__WHAT YOU WILL DO__. Reproduce the data below in full and to the letter, images excepted.

─── DATA RECORDS ───

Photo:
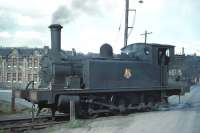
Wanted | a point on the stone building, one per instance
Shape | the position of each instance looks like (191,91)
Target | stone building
(18,66)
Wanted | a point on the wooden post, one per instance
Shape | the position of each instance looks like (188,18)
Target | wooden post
(13,99)
(72,110)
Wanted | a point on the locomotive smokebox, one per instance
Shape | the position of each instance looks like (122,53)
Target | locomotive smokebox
(55,38)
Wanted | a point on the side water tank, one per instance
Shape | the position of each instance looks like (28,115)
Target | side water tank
(106,51)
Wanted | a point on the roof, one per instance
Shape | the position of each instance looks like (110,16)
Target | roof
(151,44)
(5,51)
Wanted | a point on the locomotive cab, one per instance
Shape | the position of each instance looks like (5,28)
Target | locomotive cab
(152,53)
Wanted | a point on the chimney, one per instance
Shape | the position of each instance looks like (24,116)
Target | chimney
(183,51)
(55,37)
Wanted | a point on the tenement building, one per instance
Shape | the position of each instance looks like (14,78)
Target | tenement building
(18,66)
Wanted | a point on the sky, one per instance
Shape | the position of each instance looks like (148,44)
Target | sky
(87,24)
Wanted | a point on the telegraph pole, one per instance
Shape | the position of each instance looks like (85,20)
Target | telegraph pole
(126,23)
(126,20)
(145,36)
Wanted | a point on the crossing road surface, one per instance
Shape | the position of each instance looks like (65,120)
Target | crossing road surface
(181,118)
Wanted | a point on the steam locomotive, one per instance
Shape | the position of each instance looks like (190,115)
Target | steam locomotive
(137,79)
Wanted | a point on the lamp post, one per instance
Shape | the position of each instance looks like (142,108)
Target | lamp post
(126,20)
(145,36)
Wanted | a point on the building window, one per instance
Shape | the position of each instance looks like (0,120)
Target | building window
(9,62)
(8,77)
(35,76)
(35,62)
(14,77)
(29,62)
(19,76)
(14,62)
(29,77)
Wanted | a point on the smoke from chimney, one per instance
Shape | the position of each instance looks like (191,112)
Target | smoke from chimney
(64,14)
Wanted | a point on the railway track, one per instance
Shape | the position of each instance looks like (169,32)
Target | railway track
(24,124)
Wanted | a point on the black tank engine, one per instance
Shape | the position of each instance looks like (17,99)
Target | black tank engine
(135,79)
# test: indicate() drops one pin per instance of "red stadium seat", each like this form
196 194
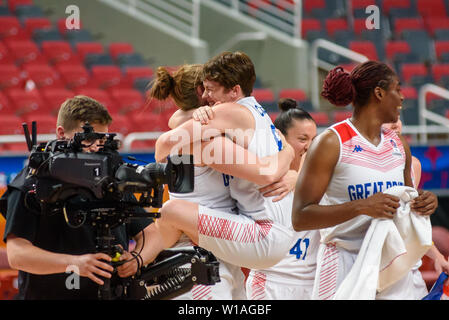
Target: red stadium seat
116 48
310 24
45 123
12 4
127 100
335 24
431 8
434 23
392 48
121 124
101 96
108 77
340 115
11 28
389 4
441 47
440 70
35 23
348 67
361 4
296 94
366 48
309 5
43 76
10 77
401 24
60 51
146 122
5 56
61 25
26 101
5 105
133 73
160 107
10 124
359 25
74 76
85 48
25 51
54 97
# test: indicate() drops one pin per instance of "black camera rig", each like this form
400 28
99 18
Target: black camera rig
92 187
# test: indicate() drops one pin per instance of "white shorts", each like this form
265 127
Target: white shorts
230 287
410 287
259 287
335 263
241 240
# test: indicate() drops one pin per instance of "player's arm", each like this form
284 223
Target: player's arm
408 163
228 116
179 117
313 180
230 158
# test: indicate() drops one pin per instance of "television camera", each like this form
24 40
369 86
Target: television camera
101 189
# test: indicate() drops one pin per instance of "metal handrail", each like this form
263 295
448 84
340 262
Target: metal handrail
317 63
425 114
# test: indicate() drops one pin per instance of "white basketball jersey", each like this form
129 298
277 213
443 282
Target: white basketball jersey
211 189
265 141
362 170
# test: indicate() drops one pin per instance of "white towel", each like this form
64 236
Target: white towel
389 250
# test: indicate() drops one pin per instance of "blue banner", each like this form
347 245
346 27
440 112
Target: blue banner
11 165
434 162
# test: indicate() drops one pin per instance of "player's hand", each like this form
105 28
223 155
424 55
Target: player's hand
129 268
425 204
282 187
441 264
381 205
94 265
203 114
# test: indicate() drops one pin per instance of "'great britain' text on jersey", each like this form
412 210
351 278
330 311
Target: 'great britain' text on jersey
363 191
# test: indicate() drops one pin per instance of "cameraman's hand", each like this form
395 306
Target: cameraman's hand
93 265
128 268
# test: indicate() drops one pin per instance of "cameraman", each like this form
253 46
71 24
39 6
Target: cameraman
46 250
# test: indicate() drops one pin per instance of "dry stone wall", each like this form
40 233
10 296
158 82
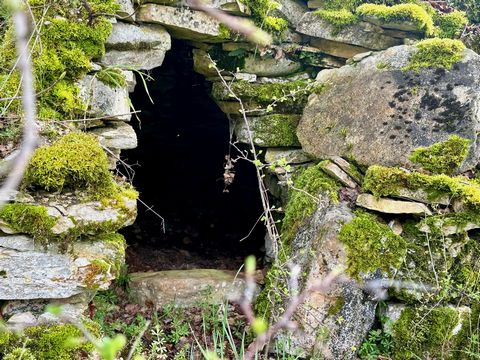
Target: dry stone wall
303 104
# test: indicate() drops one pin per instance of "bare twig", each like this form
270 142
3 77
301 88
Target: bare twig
29 107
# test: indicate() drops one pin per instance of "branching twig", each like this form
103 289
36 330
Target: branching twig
29 107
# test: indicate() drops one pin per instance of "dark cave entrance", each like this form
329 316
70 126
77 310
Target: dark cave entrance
183 139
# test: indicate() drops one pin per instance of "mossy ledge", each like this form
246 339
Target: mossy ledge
384 181
48 342
413 13
436 53
444 157
311 182
424 332
68 42
371 245
74 161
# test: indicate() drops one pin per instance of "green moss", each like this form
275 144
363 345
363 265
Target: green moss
49 342
436 53
424 333
68 42
19 353
75 161
371 245
112 77
383 181
450 25
444 157
230 61
336 307
338 18
291 97
29 219
398 13
301 204
261 15
276 130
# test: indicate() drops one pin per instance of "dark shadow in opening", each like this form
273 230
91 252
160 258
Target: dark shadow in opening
183 139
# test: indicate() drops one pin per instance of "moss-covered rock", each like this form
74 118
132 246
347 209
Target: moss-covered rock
75 161
276 130
47 342
384 181
436 53
285 97
370 246
424 332
389 15
442 158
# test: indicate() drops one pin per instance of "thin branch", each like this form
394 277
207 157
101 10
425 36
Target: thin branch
30 134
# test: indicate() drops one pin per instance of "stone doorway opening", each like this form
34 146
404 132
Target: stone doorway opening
183 139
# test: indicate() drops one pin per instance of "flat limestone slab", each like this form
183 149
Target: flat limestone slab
185 287
390 206
182 23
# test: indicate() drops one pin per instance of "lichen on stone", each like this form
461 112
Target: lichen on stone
74 161
444 157
436 53
424 333
371 245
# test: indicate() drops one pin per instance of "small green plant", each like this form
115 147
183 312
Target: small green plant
378 342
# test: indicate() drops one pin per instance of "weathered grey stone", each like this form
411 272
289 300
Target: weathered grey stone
142 59
336 48
392 111
133 37
290 156
17 242
390 206
6 163
337 173
291 10
126 11
117 135
49 274
348 168
131 80
182 23
268 130
103 100
406 26
185 287
20 321
270 67
331 324
363 34
310 55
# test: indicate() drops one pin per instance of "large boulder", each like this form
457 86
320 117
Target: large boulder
332 325
363 34
377 112
182 23
186 287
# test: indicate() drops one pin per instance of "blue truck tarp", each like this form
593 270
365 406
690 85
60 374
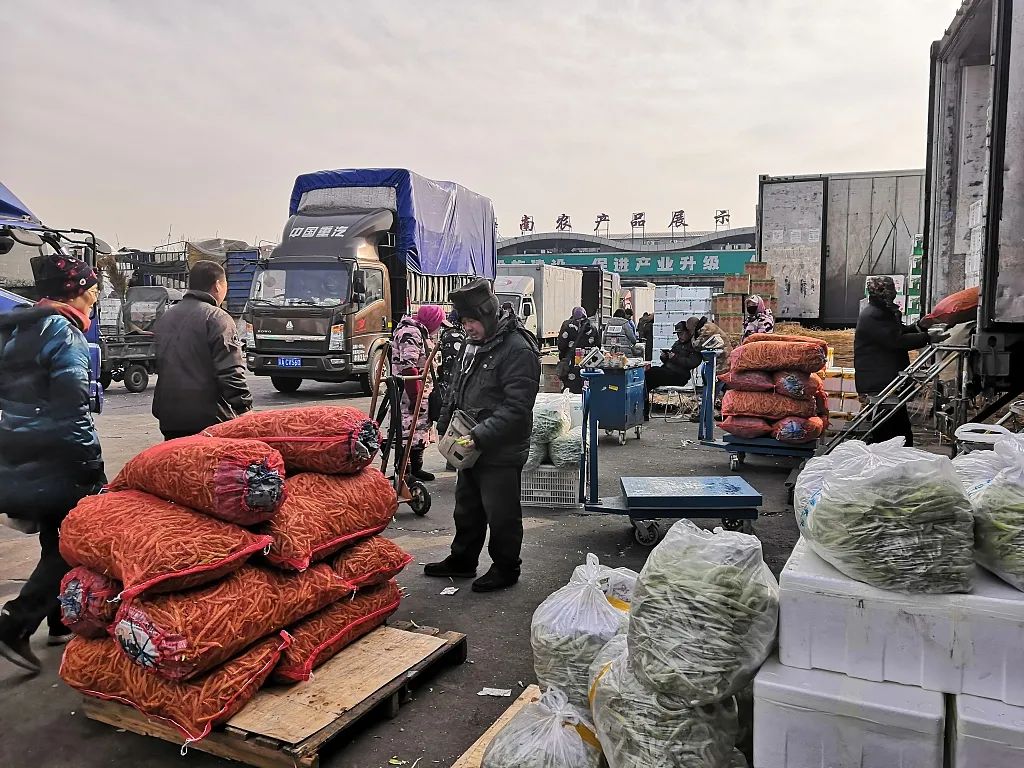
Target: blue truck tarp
443 228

───

__EXERCISE RESPONSE__.
Photo:
Wanted | a point on the stone building, one per instance
Shape | the position of each instance looks like (191,91)
Target | stone building
(18,66)
Wanted | a point on the wooden post, one per instance
Shape | the position of each instance looks like (188,18)
Target | wooden post
(13,99)
(72,110)
Wanted | a point on the locomotive smokebox, one per instance
Shape | the position of each instance looks like (122,53)
Target | locomotive smokebox
(55,38)
Wanted | a point on the side water tank, one per instance
Shape | the position of each instance looks like (28,115)
Target | side water tank
(106,51)
Wanted | a point on the roof, one per instance
Shape | the position of each instance looks like (110,16)
Target | roof
(151,44)
(5,51)
Wanted | a point on the locomotive cab, one per instance
Shape | the position of each instance looks like (5,28)
Target | locomotive cab
(152,53)
Wanted | a point on the chimney, one per instance
Shape | the position of each instance looks like (24,116)
Target | chimney
(183,51)
(55,37)
Wanted | a point on the tenement building, one per instance
Shape | the position of each instance looks like (14,78)
Target | tenement building
(18,66)
Wanted | a point on the sky, one per instance
Shape | the position of each instance looks like (148,44)
Target | sky
(87,24)
Wanted | a point on the telegraph pole, one per instance
Shape | the position of each instance looks like (85,20)
Target | telegraph pole
(126,23)
(126,20)
(145,36)
Wanted | a point on the crossing road surface, one per instance
Shape | the position of each instance looks like (65,120)
Target | crossing road surface
(181,118)
Wanted | a point on the steam locomotive, one per instance
Shape | the position of each instance looks like (190,115)
Target | steam locomotive
(137,79)
Wanted | a point on the lamp post, one per instance
Shape | the position of each instance looks like (142,108)
Target | lamp post
(126,20)
(145,36)
Wanted | a point on the building window, one per instance
Shape | the position of each instance looks like (0,120)
Target | building window
(9,62)
(8,77)
(35,76)
(35,62)
(14,77)
(29,62)
(19,76)
(14,62)
(29,77)
Wanted | a point on the smoke from chimney, one per instance
Shape | the position of each instance looks like (191,112)
Target | smoke from chimney
(64,14)
Wanted | a point on the railway track, one per instance
Shape | the position of each instance looks like (169,32)
Target | railway track
(24,124)
Wanted | a point on the black tank engine, one per instance
Shape | the position of each instance looks like (17,99)
Target | black tank engine
(135,79)
# test: indicate() drops one pin per instance of "red stadium seat", each like this form
196 194
Target: red stadium seat
116 48
310 24
45 123
12 4
127 100
335 24
431 8
434 23
392 48
121 124
101 96
108 77
340 115
11 28
389 4
441 47
440 70
35 23
348 67
361 4
296 94
366 48
309 5
43 76
10 77
401 24
60 51
146 122
5 56
61 25
26 101
5 105
133 73
160 107
10 124
359 25
74 76
85 48
25 51
54 97
# test: indicate() drops one pin per instance of "black camera rig", each like this form
400 28
99 18
Target: black camera rig
92 187
# test: indicate() drops one pin per instance of "white shorts", each like this form
265 127
Target: white shorts
230 287
410 287
259 287
335 263
241 240
# test: indicate() drops one pin per instance of "player's arm", each like this form
284 223
Target: player's arm
408 163
228 116
179 117
313 180
230 158
# test: indicate() drops one pin per instance of "television camera", each like this form
24 40
369 86
Target: television camera
101 189
# test: indicate() drops one pin per instance of "metal handrail", each like this form
263 295
448 84
340 262
Target: metal handrail
317 63
425 114
# test: indicate() drops one pin per instance of "white basketball jersey", each like this form
129 298
277 213
443 282
Target: white basketball jersey
211 189
265 141
362 170
# test: indicate() drops one pin per instance of "white towel", each like this form
64 236
Target: white towel
389 250
# test: indicate() drops one pin per instance of "blue banner", each like this form
347 245
346 27
440 112
Target: blue banner
11 165
434 162
# test: indicate() drops one pin per instance of "player's hand", each like this form
105 28
223 155
424 55
Target: player's hand
129 268
425 204
282 187
441 264
381 205
94 265
203 114
# test: indicate() drops one pin per instance of "'great britain' text on jersey", each like this form
412 210
351 278
330 311
Target: 'great britain' text on jersey
363 191
# test: indicate() drops one pin per instance of "cameraman's hand", each like this form
395 306
Target: cameraman's hand
93 265
128 268
# test: indicate() drops one pin per instance of "cameraman", each like this form
253 46
71 24
39 6
Target: cameraman
46 250
# test: indicate() drops one pin per instance of "dry stone wall", each like this form
40 233
10 296
158 82
Target: dry stone wall
303 104
# test: indicate() drops one pin per instance of "bare twig", each like this form
270 142
3 77
301 88
Target: bare twig
29 107
# test: indicate() drops one pin per instance of "branching twig", each like this form
103 289
36 330
Target: branching twig
29 107
# test: indicate() drops one pin per instance of "dark cave entrance", each like this form
329 316
70 126
77 310
Target: dark cave entrance
183 139
# test: indicate() drops one pin per instance of "mossy ledge", each like this form
246 339
Target: mossy ledge
384 181
48 342
413 13
436 53
444 157
311 182
424 332
68 42
371 245
74 161
# test: indicate() drops one pin per instance of "green moss", each like this form
275 144
363 345
363 265
Target: green moss
49 342
436 53
424 333
68 42
19 353
75 161
371 245
112 77
383 181
450 25
444 157
230 61
336 307
338 18
291 97
29 219
398 13
301 204
261 15
276 130
# test: indicate() drops one pin per instance of "dark shadow in opening", each like this form
273 230
91 252
160 258
Target: dark shadow in opening
183 139
# test: indicate() drops one pin per instance of "moss-covered rock", each like this form
74 118
132 246
347 209
Target: moss-covered rock
75 161
276 130
47 342
384 181
436 53
285 97
370 246
424 332
389 15
442 158
# test: indicate() drops one pin per instance of "thin branch", each like this form
394 277
207 157
101 10
425 36
Target: thin branch
30 134
# test: indicate() drops one pin per instance of "stone doorway opening", each like this form
34 146
404 132
Target: stone doorway opening
183 139
# test: indicate() drops one pin per instance of "flat limestone slab", each like this form
183 149
Target: flat limestone slab
185 287
390 206
182 23
# test: indicate() drops one pin per instance of "lichen on stone", each like this form
461 112
Target: lichen on stone
74 161
444 157
436 53
424 333
371 245
# test: indicate() drops one pin per instance of "small green plant", each like this form
115 147
183 312
Target: small green plant
378 342
# test: indicate() drops one pin per instance of "weathered grey stone", each like this form
411 272
289 300
Target: weathered grey stone
142 59
336 48
392 111
133 37
290 156
17 242
390 206
6 163
337 173
291 10
126 11
117 135
49 274
348 168
131 80
182 23
268 130
103 100
406 26
185 287
20 321
270 67
331 324
363 34
310 55
# test: indicate() drops one pin per instance of "large boulder", each like this form
457 86
320 117
Target: large boulder
332 325
363 34
377 112
182 23
186 287
# test: indicate() drops one pin per instance of "blue truck tarp", each like this form
593 270
365 406
690 85
60 374
Target: blue truck tarp
443 228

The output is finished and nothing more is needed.